(Texte étudié)
++++++

Amour (impossible) toujours

Opéra / Luisa Miller de Verdi est à l'affiche de l'Opéra de Lyon. Cette œuvre, inspirée d'un drame de Schiller, n'est que rarement jouée. Les directeurs de salles lui préfèrent Rigoletto, Aïda, Traviata plus savamment installés dans l'inconscient collectif des mélomanes. Serge Dorny a osé. Pascale Clavel


Encore un amour impossible…
Phénomène italien romantique, Verdi n'est pas qu'un simple compositeur, il est aussi celui qui jette sur scène des mélodrames en forme de témoignages précis sur l'histoire sociale, culturelle et politique de l'Italie du XIXe siècle. Si Luisa Miller marque un tournant dans l'œuvre du compositeur, il faut savoir que tous ses opéras sont liés par une intensité dramatique exceptionnelle. Dans cette époque romantique où tout bouge – démocratisation de la vie musicale, perfectionnement des instruments, nouveau statut du compositeur, pouvoir de la critique musicale – l'œuvre de Verdi est unique. Rossini, Donizetti, Puccini, Bellini… Il a pourtant de la concurrence. Nabucco, créé en 1842, est un succès ; les Italiens y reconnaissent leur propre malheur dans le fameux chant du peuple hébreu «Va pensiero». Même si l'on s'aime dans ses opéras, ce n'est plus le propos essentiel, les mots clefs ne sont plus amore, pace… mais bien liberta, patria. L'opéra n'est plus un simple divertissement, il devient un mode d'expression qui met en avant les problèmes politiques, sociétaux du moment. Le langage musical de Verdi est très simple et sera d'autant plus efficace.

++++++

(Consignes de l'exercice)
A - D'après l'article sur Luisa Miller, de quoi cette œuvre de Verdi est-elle inspirée ?
B - Prolongez l'article sur Luisa Miller en reprenant juste après sa dernière phrase.

++++++

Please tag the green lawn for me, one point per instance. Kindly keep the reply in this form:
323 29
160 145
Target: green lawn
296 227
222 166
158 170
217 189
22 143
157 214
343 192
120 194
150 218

++++++

(Réponses aux consignes)
A - D'un drame de Schiller.

B -
Costume d'époque
Luisa Miller est composé en 1849, juste avant la célèbre trilogie populaire Rigoletto, le Trouvère et La Traviata. Puissance du sentiment amoureux qui conduit au suicide, toile de fond ultra politique, opposition des grands de ce monde et des petits, le sujet de Luisa Miller peut traverser tranquillement les siècles tant le propos est contemporain. Le chef Kazuchi Ono, qui dirige cette production, voue un amour immense à cette œuvre : «J'aime le Bel Canto, l'orchestre reste au service de la voix, pratiquement comme un accompagnement», explique-t-il. Les voix des chanteurs viennent se mêler à l'orchestre et à l'inverse, des phrasés d'orchestre montent sur scène jouer avec les voix. Les répétitions se terminent actuellement à l'Opéra de Lyon, le metteur en scène David Alden et le chef Kazuchi Ono auront-ils trouvé un terrain d'entente ? On murmure que David Alden chante la partition par cœur… Est-ce assez pour que la mise en scène soit exceptionnelle ? La soprano albanaise Ermonela Jaho, à la voix magnétique, déjà entendue à Lyon dans une très belle Traviata, tient le rôle de Luisa. Quant à Ono, on le sait à l'aise dans ce répertoire du XIXe siècle et l'orchestre sous sa baguette ne peut que servir une musique d'une rare puissance. Mais, pourquoi donc encore des costumes d'époque ?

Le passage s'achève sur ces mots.